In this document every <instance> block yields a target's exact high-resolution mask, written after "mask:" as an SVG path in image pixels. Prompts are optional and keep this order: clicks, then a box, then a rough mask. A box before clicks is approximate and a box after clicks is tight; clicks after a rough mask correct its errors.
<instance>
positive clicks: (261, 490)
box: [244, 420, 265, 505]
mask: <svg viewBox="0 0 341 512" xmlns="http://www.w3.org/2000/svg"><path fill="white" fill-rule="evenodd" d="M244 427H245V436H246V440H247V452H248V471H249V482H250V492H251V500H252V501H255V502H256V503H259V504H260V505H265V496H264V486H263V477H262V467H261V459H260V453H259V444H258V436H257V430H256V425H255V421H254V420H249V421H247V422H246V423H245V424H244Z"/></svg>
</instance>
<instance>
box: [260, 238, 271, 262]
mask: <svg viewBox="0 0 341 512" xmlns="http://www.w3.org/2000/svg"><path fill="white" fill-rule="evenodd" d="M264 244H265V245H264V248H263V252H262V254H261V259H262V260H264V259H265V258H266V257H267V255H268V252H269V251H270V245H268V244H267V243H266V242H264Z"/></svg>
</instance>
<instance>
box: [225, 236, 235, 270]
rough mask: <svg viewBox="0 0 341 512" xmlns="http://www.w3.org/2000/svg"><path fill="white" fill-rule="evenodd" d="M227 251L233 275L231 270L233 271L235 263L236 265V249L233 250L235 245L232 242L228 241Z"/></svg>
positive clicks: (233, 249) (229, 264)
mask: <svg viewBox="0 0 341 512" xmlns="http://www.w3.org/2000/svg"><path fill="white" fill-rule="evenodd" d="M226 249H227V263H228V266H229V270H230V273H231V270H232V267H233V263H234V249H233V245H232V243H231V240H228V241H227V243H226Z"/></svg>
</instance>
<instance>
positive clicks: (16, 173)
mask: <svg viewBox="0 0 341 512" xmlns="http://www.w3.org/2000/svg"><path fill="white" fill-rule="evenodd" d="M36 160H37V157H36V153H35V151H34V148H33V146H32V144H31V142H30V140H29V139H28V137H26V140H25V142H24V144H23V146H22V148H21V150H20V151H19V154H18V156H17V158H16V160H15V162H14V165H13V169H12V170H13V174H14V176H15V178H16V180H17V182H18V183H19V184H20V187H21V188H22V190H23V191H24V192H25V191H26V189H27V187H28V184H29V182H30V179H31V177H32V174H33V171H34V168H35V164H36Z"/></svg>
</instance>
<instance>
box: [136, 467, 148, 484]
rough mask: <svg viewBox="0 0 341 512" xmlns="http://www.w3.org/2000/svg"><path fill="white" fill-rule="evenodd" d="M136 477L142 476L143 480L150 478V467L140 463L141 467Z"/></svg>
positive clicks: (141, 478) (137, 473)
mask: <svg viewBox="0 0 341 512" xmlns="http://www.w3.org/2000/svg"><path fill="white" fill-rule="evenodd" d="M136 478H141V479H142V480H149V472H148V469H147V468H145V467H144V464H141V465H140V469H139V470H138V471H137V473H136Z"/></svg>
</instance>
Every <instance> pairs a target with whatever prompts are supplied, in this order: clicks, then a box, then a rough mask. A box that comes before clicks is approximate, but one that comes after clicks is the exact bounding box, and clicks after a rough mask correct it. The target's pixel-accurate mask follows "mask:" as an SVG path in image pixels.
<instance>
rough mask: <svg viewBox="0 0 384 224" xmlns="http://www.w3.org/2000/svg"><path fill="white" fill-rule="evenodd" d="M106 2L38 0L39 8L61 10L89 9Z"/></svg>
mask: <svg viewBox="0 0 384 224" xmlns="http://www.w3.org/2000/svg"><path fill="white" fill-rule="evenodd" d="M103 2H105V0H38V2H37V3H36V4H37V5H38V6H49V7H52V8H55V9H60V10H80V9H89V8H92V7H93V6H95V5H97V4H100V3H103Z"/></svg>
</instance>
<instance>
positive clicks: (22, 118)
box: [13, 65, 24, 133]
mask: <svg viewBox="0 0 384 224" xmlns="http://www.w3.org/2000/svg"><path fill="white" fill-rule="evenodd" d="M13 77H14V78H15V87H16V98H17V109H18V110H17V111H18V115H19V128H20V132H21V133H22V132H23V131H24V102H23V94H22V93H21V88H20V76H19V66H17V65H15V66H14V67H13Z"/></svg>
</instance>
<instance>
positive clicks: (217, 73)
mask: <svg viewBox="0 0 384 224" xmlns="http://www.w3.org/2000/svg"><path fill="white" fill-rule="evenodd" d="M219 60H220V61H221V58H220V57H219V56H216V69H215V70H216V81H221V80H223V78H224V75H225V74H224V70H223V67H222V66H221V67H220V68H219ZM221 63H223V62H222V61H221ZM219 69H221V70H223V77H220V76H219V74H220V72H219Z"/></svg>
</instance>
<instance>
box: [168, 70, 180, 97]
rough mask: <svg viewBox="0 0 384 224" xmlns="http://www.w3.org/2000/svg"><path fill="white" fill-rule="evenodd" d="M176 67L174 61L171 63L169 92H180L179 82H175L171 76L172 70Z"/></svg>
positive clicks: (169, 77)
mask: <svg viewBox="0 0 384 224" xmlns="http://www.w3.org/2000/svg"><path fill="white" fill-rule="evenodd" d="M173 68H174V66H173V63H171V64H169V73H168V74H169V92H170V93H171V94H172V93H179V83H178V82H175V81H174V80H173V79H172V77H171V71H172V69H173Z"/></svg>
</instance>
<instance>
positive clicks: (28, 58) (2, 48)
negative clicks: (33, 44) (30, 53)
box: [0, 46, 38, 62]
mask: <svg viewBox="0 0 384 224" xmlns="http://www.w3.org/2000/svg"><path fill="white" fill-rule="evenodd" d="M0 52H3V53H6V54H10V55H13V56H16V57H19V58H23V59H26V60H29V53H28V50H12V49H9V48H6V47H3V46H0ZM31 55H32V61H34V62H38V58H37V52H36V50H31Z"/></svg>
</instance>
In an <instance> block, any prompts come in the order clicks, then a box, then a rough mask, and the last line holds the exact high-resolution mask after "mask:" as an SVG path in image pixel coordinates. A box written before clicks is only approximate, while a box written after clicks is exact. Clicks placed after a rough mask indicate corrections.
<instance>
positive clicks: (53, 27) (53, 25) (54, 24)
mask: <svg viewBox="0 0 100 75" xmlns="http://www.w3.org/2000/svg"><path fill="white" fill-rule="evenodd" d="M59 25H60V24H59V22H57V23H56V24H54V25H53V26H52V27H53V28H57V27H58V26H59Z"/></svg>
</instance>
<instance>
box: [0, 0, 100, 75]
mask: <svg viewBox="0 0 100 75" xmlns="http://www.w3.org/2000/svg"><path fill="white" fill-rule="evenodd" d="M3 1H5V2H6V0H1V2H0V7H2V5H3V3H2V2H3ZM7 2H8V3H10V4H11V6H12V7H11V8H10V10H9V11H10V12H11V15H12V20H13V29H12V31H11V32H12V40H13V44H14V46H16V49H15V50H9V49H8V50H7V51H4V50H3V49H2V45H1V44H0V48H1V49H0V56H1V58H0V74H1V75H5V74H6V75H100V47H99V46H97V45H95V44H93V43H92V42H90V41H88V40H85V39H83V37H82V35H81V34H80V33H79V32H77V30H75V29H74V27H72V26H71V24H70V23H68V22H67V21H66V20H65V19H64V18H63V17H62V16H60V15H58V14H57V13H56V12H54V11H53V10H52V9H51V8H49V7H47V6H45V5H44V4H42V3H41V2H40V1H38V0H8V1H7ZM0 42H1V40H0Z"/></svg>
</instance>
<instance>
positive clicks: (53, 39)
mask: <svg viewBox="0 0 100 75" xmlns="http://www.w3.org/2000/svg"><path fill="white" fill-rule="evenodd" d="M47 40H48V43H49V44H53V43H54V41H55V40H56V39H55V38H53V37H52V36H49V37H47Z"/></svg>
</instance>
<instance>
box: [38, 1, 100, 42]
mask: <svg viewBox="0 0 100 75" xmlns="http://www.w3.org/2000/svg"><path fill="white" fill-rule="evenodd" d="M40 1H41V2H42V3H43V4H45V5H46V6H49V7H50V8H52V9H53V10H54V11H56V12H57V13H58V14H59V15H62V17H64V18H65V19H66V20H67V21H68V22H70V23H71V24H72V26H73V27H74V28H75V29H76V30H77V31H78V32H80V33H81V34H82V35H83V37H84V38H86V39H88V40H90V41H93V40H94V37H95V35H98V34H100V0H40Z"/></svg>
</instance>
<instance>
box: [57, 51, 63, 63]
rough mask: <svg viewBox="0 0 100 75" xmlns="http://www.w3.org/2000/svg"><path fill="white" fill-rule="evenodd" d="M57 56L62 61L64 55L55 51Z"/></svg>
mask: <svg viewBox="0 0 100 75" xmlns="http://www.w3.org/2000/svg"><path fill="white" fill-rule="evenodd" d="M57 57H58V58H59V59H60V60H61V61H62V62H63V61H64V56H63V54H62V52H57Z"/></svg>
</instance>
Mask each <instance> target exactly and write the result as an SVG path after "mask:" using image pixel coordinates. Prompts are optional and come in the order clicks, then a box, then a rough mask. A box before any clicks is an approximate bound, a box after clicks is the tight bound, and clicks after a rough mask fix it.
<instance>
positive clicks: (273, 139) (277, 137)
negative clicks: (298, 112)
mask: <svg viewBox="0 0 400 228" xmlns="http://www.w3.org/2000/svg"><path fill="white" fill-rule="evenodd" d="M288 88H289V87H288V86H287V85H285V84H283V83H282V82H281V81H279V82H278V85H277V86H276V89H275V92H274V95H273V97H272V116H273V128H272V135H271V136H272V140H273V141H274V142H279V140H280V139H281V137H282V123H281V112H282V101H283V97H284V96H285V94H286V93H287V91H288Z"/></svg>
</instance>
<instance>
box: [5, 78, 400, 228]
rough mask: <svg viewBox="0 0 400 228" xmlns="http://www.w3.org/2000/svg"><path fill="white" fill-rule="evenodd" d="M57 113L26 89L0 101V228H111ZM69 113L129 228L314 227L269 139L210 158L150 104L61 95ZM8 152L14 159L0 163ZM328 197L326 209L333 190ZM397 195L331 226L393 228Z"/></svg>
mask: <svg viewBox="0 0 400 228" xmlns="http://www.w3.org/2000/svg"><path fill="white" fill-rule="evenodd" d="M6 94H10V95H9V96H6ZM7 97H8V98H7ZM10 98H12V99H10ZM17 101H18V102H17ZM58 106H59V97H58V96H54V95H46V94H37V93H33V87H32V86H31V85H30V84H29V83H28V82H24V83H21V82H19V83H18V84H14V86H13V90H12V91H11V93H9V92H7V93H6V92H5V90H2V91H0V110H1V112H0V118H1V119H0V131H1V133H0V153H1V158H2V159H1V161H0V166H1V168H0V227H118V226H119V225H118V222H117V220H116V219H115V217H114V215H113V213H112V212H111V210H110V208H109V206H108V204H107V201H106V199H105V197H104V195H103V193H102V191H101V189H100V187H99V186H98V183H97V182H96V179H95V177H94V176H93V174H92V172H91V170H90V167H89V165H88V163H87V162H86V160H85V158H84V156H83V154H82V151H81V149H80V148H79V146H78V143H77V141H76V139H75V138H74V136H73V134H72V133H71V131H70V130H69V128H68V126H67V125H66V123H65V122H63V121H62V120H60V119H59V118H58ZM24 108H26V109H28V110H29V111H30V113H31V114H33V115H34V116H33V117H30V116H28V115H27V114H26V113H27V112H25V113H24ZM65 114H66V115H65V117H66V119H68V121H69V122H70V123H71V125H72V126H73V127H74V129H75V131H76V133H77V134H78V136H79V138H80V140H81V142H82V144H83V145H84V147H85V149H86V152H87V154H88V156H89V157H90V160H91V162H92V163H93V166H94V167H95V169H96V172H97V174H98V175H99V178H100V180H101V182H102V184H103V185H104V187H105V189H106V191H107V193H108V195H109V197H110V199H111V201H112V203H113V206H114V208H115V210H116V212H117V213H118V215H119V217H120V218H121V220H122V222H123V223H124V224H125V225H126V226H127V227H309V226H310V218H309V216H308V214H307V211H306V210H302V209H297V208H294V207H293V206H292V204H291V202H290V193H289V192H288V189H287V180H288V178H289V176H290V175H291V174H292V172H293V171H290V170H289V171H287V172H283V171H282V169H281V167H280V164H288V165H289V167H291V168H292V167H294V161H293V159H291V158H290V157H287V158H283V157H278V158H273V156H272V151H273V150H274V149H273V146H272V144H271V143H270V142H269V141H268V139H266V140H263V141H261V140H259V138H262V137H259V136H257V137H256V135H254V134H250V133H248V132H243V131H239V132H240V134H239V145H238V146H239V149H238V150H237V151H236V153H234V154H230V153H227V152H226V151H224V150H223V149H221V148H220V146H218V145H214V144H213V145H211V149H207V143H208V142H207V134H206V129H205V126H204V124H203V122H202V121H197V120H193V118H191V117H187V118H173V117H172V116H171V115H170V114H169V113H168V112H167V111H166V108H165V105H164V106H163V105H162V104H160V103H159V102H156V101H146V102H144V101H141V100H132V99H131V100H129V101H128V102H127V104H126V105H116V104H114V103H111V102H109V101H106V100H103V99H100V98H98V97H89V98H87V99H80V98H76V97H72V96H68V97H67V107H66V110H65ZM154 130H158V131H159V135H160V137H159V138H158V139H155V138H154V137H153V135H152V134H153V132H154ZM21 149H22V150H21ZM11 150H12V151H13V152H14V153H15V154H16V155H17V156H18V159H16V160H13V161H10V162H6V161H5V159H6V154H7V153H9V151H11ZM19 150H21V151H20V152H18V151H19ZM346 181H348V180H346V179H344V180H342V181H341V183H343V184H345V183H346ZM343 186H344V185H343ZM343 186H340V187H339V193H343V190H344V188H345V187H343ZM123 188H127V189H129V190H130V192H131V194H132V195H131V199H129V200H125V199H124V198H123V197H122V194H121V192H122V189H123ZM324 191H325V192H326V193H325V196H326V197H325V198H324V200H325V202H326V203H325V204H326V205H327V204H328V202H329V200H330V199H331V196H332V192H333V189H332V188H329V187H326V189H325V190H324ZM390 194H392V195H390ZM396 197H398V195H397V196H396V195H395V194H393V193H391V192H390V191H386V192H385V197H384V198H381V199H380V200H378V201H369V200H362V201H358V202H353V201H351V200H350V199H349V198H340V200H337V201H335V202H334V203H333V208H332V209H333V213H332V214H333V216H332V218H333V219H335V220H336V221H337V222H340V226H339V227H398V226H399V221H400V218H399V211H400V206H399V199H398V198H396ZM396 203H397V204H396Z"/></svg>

## Goal of the exercise
Gather every line in the entries above that contains the string "positive", and copy each such line in full.

## Answer to the exercise
positive clicks: (261, 490)
positive clicks: (233, 249) (229, 264)
positive clicks: (16, 173)
positive clicks: (141, 478) (137, 473)
positive clicks: (22, 118)
positive clicks: (217, 73)
positive clicks: (169, 77)
positive clicks: (28, 58) (2, 48)
positive clicks: (53, 27) (53, 25) (54, 24)
positive clicks: (53, 39)
positive clicks: (273, 139) (277, 137)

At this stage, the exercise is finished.